> [Document segment]
━━━━━━━━━━

18 Cadence is the latest work from interactive fiction writer Aaron A. Reed, creator of Blue Lacuna.  While not a game in any standard sense of the word, this “story kit” is an interactive experience that allows you to send more than just a high score to the world: you are enabled and encouraged to share your own story or poem with other reader-creators, and to explore what they have shared as well.  It’s a potentially endless cycle of inspiration and creation, originating from Reed’s own offerings.

The kit is composed of two primary features: the story content and the controllable aspects of that content.  For the uninspired reader who merely wishes to take in the primary tale, Reed has provided a history of the house at 18 Cadence Street, told through vignettes over a period of 100 years.  Beginning in 1900 with the first owners of the house, Thomas and Anna, each of the five rooms within the home is assigned a vignette specific to an event that took place there in that year.  Some events are remarkable or historic, like a birth or death, while others are standard occurrences, like cooking dinner in the kitchen.  Alongside each vignette is a list of objects present in the room, like “an icebox,” “a grandfather clock,” or “a heavy volume of Shakespeare.”

18 Cadence

Each vignette is personalized to a specific individual within the house, and many rooms contain multiple events, one for each member of the household.  As the years progress, families and individuals move in and out of 18 Cadence and change the focus of the vignettes and the objects residing there, as does the historical period they live within.  Thomas and Anna deal with a new child and deadly illness through the first seven years, the family residing in the house in the early ’40s faces the challenge of sending their sons to war, and the ’90s bring in a group of burnout co-ed renters.  The march of time is felt through each vignette, but so is a timelessness, as every generation exists within the same rooms, every parlor has the same fireplace.  Although the full scale of emotions and experiences is presented through the years, every set of residents ultimately faces some tragedy that causes them to leave 18 Cadence behind.

━━━━━━━━━━

> [Data shown]
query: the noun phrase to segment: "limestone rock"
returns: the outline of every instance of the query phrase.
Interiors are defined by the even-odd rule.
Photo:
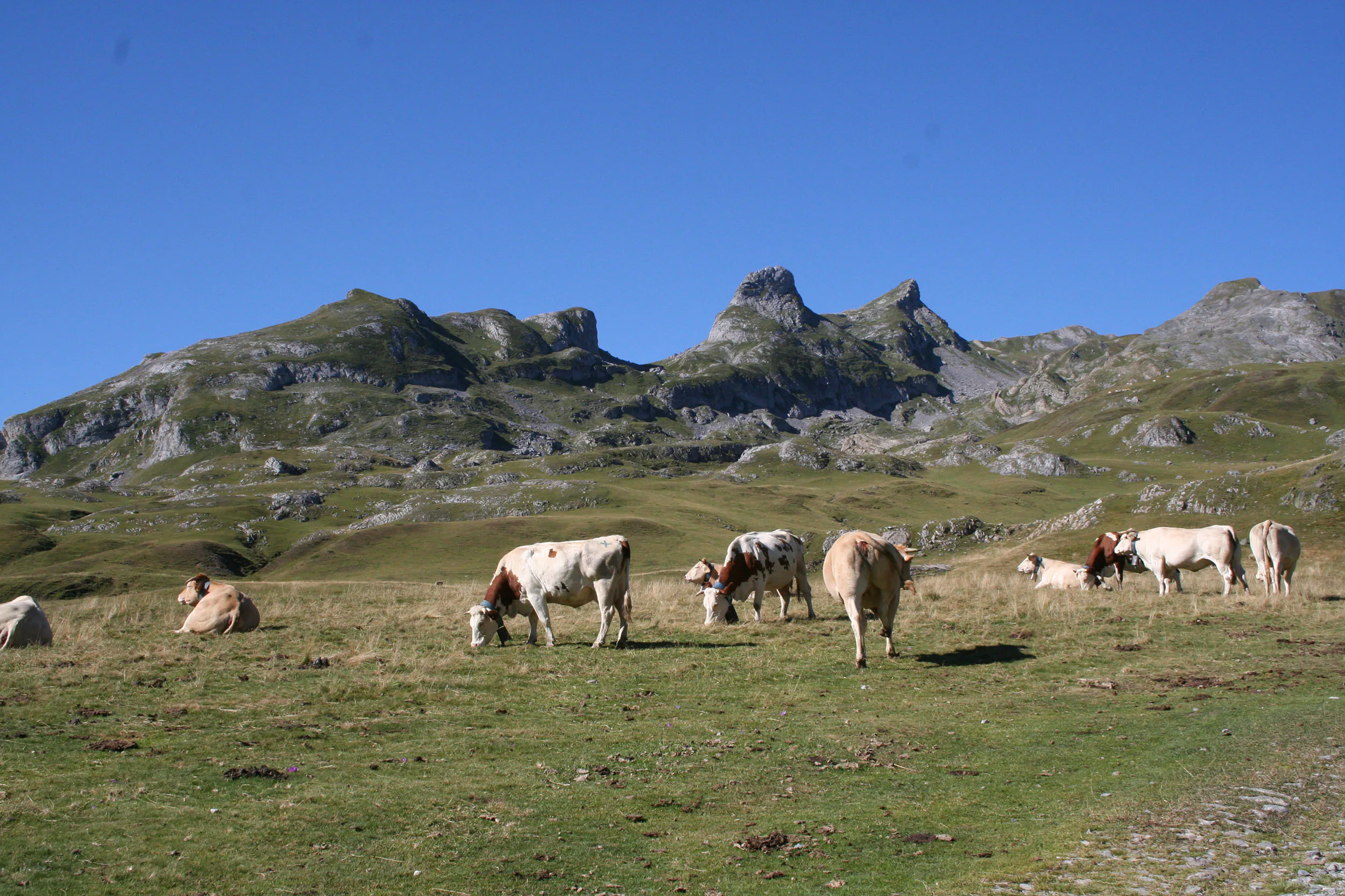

━━━━━━━━━━

> [Tasks to perform]
[1] Which objects does the passage on 18 Cadence quote as examples from a room's object list?
[2] In the passage on 18 Cadence, how many rooms does the house have?
[3] Write out the passage on 18 Cadence word for word, starting with "18 Cadence is" and going on through "Reed’s own offerings.".
The data has no role here.

> [Solutions in order]
[1]
- an icebox
- a grandfather clock
- a heavy volume of Shakespeare

[2] Five.

[3]
18 Cadence is the latest work from interactive fiction writer Aaron A. Reed, creator of Blue Lacuna.  While not a game in any standard sense of the word, this “story kit” is an interactive experience that allows you to send more than just a high score to the world: you are enabled and encouraged to share your own story or poem with other reader-creators, and to explore what they have shared as well.  It’s a potentially endless cycle of inspiration and creation, originating from Reed’s own offerings.